- TO DO: Please pull a passage from the reflection on December 21, starting at the words "And this-the winter" and stopping after "still falling lower.". Copy it word for word.

- TEXT SEGMENT:
I have been writing for a lot of year about December 21 being may least favorite but best day. It has the least hope, the least light, the most darkness of any day of the year,
Tomorrow is a brighter day.
There will be incrementally more light tomorrow than today.
Today is as dark as it gets.
I think of December 21 as so low that down is up day.
The day that marks when you’ve gone to the bottom of the pit and to move in any direction is up.
I find winter hard. Generally.
And this-the winter of 2020 happened.
The year that was a train wreck inside of a dumpster fire wrapped in a tsunami.
And to be at the bottom of this pit for many this year isn’t relief. For many, during this time of pandemic, it feels like we hit bottom…
…and then a trap door opened and we fell through still lower.
During the pandemic, many have hit bottom–and are still falling lower.
It’s heartbreaking for those in free fall. Some are not just finding it hard, it is excruciating. Painful. Bleak. Desperate. Darker than dark. It was hard–felt it couldn’t get any harder–and then it did.
It’s a desperate feeling to be as low as one can go–and yet fall still lower.
It feels desperately bleak. Hopeless. Like this might be the pit from which there is no emerging. This will be the pit that will finish a person off.
A therapist colleague was telling me about an acute health crisis her husband had a few months before we spoke. When he arrived in hospital they worked quickly to save his life. They were told that if he had arrived 10 minutes later, he would have died.
It could have been later–they were in a faraway country with difficult roads and inconsistent travel. He was alive–and very fortunate to have made it.

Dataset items
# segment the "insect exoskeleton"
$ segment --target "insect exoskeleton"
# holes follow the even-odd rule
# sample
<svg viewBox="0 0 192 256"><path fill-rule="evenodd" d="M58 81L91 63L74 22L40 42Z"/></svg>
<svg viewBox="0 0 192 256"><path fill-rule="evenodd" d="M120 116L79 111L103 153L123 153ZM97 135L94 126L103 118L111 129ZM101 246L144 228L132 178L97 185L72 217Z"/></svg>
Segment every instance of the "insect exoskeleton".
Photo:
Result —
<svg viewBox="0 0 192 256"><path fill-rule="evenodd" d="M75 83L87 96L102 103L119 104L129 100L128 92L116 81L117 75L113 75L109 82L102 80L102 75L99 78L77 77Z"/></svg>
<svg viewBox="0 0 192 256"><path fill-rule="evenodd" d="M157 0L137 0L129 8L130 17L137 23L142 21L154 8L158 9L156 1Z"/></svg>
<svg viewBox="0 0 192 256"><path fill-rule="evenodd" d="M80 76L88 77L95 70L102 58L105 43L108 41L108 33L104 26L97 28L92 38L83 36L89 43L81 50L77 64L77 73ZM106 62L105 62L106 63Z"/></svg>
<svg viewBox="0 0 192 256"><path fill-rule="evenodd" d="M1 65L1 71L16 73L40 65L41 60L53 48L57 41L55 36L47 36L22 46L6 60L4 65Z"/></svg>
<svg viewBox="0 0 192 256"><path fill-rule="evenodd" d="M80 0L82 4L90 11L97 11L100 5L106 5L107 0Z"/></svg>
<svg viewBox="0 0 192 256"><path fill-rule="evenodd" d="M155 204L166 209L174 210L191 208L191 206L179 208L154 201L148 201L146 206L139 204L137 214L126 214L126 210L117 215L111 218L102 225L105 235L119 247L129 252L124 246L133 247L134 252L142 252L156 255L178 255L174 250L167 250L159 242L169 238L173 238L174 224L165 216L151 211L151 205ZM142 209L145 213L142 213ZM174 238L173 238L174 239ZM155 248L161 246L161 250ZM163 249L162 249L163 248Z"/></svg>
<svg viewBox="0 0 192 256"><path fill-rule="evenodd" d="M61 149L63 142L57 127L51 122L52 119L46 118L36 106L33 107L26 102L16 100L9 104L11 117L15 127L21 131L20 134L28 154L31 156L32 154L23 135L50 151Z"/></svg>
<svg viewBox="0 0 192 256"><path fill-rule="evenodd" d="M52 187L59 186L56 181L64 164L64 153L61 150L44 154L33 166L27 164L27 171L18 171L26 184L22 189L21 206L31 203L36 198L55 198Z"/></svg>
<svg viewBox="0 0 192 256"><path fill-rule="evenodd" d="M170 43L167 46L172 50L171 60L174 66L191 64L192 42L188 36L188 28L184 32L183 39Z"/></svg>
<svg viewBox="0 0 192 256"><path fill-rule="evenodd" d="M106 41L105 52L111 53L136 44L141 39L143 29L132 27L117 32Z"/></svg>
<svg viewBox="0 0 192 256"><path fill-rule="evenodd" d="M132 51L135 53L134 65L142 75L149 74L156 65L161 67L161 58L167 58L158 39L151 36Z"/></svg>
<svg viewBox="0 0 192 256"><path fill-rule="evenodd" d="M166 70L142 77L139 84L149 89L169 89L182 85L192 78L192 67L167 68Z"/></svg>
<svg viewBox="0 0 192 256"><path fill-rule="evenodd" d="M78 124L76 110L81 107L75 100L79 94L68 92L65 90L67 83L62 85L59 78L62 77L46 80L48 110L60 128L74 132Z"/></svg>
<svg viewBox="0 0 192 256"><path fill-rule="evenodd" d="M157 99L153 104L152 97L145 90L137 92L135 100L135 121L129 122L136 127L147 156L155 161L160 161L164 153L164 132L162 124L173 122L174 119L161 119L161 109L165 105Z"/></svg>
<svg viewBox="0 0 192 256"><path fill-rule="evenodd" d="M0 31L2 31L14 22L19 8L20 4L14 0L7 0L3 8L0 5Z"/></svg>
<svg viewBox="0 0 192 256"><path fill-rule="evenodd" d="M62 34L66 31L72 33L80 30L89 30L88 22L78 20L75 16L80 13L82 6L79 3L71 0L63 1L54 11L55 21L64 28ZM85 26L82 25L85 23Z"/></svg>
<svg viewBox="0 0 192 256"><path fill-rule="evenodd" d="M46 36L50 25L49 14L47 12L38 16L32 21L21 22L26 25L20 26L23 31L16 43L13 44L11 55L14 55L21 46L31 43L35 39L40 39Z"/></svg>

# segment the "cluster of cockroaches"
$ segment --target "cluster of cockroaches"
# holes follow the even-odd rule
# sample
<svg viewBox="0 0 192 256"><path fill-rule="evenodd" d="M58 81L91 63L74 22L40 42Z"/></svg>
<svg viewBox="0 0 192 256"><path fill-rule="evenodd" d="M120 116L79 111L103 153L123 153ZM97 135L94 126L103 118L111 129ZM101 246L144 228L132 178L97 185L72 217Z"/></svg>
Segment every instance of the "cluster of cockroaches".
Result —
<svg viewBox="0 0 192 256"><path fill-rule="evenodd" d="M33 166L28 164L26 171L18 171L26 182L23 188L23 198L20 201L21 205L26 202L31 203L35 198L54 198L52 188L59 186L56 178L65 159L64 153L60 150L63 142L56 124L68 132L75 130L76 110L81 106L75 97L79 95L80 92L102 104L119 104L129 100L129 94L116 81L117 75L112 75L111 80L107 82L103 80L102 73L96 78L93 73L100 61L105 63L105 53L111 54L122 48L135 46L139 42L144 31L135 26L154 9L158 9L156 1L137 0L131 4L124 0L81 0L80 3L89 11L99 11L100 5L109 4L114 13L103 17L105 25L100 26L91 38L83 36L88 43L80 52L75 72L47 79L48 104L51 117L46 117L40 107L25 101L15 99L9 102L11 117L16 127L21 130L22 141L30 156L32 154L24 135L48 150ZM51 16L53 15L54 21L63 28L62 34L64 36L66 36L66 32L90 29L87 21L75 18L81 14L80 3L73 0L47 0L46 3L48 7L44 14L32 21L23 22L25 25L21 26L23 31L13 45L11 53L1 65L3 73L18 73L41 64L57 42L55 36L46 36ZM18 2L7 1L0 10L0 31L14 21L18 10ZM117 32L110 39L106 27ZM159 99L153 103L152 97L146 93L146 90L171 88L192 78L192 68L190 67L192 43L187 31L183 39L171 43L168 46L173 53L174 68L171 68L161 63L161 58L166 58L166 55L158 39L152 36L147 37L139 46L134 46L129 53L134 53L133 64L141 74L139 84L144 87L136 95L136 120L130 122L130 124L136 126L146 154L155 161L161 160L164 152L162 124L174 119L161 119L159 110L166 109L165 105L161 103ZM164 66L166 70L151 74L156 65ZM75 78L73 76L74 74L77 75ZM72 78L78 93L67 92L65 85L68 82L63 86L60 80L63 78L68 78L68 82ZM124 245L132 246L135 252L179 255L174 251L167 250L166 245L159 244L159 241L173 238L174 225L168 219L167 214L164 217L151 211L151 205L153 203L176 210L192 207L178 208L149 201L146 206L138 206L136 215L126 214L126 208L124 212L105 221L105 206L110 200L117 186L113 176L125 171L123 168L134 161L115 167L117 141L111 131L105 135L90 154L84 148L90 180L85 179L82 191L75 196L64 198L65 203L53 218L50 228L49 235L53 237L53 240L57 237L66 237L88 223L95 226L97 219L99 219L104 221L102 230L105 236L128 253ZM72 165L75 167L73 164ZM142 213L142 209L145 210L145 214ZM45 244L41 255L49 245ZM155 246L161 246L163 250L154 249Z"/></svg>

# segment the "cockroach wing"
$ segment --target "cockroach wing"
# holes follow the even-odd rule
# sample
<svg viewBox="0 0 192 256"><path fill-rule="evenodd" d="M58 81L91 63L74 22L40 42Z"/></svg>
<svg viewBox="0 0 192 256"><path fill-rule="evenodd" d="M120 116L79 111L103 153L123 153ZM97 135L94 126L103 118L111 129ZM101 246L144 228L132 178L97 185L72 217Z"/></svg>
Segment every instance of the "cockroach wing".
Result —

- ANSWER FOR THE TASK:
And this-the winter of 2020 happened.
The year that was a train wreck inside of a dumpster fire wrapped in a tsunami.
And to be at the bottom of this pit for many this year isn’t relief. For many, during this time of pandemic, it feels like we hit bottom…
…and then a trap door opened and we fell through still lower.
During the pandemic, many have hit bottom–and are still falling lower.